>> Begin MATERIAL FOR THIS EXERCISE

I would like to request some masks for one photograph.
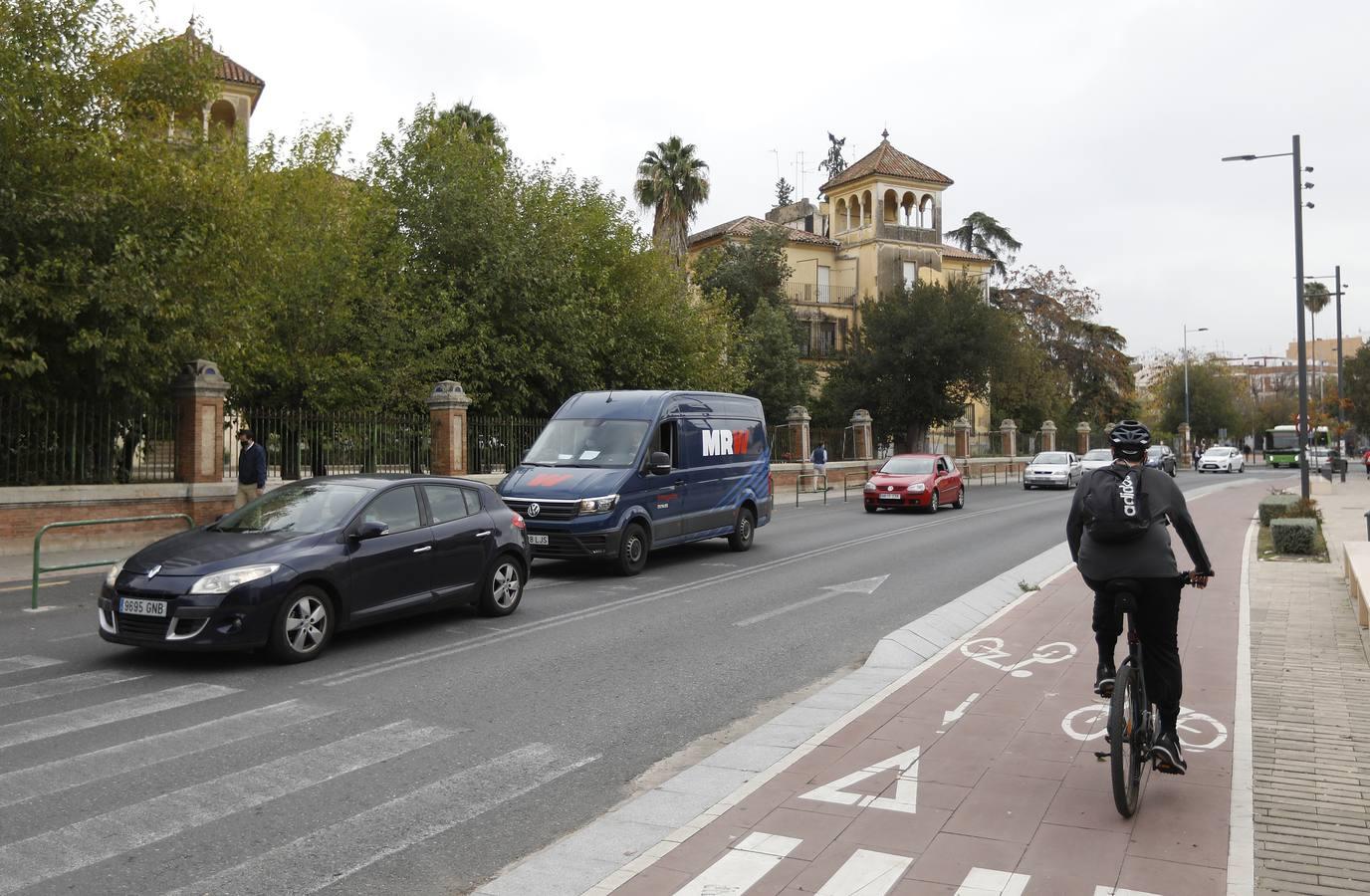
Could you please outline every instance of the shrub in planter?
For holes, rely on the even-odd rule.
[[[1270,521],[1270,541],[1275,553],[1312,553],[1318,544],[1318,522],[1315,519],[1273,519]]]

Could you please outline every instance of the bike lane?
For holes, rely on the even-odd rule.
[[[1132,819],[1095,755],[1108,704],[1092,695],[1092,593],[1071,567],[704,812],[612,892],[1228,892],[1240,580],[1262,493],[1191,503],[1217,578],[1181,600],[1189,771],[1148,764]]]

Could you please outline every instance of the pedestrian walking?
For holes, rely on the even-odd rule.
[[[266,448],[256,443],[251,429],[238,430],[238,490],[233,508],[262,497],[266,490]]]

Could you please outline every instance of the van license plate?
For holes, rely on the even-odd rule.
[[[167,601],[138,600],[137,597],[121,597],[119,612],[132,612],[138,617],[164,617],[167,615]]]

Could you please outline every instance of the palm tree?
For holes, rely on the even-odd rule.
[[[1000,277],[1008,274],[1014,252],[1023,248],[1023,244],[1008,233],[1008,227],[982,211],[967,215],[959,227],[947,232],[947,237],[967,252],[978,252],[993,260],[995,273]]]
[[[685,259],[685,240],[695,211],[708,200],[708,163],[695,155],[695,144],[671,134],[656,144],[637,166],[633,196],[643,208],[655,210],[652,242],[669,249],[677,263]]]

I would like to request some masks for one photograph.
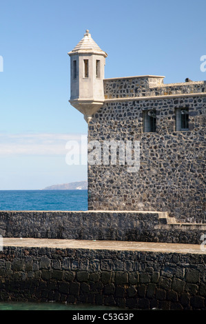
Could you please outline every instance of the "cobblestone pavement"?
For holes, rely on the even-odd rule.
[[[120,241],[85,241],[54,239],[3,238],[3,246],[28,247],[59,247],[61,249],[91,249],[130,251],[150,251],[168,253],[206,254],[205,245],[198,244],[127,242]]]

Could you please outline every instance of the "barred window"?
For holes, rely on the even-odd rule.
[[[176,111],[176,130],[189,130],[189,109],[178,108]]]
[[[144,112],[144,132],[155,132],[156,127],[156,117],[155,110]]]

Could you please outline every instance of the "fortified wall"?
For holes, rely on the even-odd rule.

>> End MATERIAL FOR THIS EXERCISE

REQUIRED TASK: Retype everything from the line containing "Could you please outline every instance of the pedestrian" down to the end of the entries, leaving out the pictures.

TASK SOLUTION:
Could you please outline every instance of the pedestrian walking?
For holes, rely on the even-odd rule.
[[[266,448],[256,443],[251,429],[238,430],[238,490],[233,508],[262,497],[266,490]]]

Could you please outline every instance of the van license plate?
For holes, rely on the even-odd rule.
[[[167,601],[138,600],[137,597],[121,597],[119,612],[132,612],[138,617],[164,617],[167,615]]]

Could you please outline every instance of the palm tree?
For holes, rely on the even-odd rule.
[[[1000,277],[1008,274],[1014,252],[1023,248],[1023,244],[1008,233],[1008,227],[982,211],[967,215],[959,227],[947,232],[947,237],[967,252],[978,252],[993,260],[995,273]]]
[[[685,259],[685,240],[695,211],[708,200],[708,163],[695,155],[695,144],[671,134],[656,144],[637,166],[633,196],[643,208],[655,210],[652,242],[669,249],[677,263]]]

I would like to request some masks for one photograph.
Could you please outline every instance of the "cobblestone pavement"?
For holes, rely on the even-odd rule.
[[[120,241],[85,241],[54,239],[3,238],[3,246],[28,247],[59,247],[61,249],[91,249],[130,251],[150,251],[168,253],[206,254],[205,245],[198,244],[127,242]]]

Could you please outline every instance of the "barred window"?
For holes, rely on the even-odd rule.
[[[176,111],[176,130],[189,130],[189,109],[178,108]]]
[[[144,112],[144,132],[155,132],[156,127],[156,117],[155,110]]]

Could you please outline every instance of the "fortified wall"?
For holes, rely on the even-odd rule.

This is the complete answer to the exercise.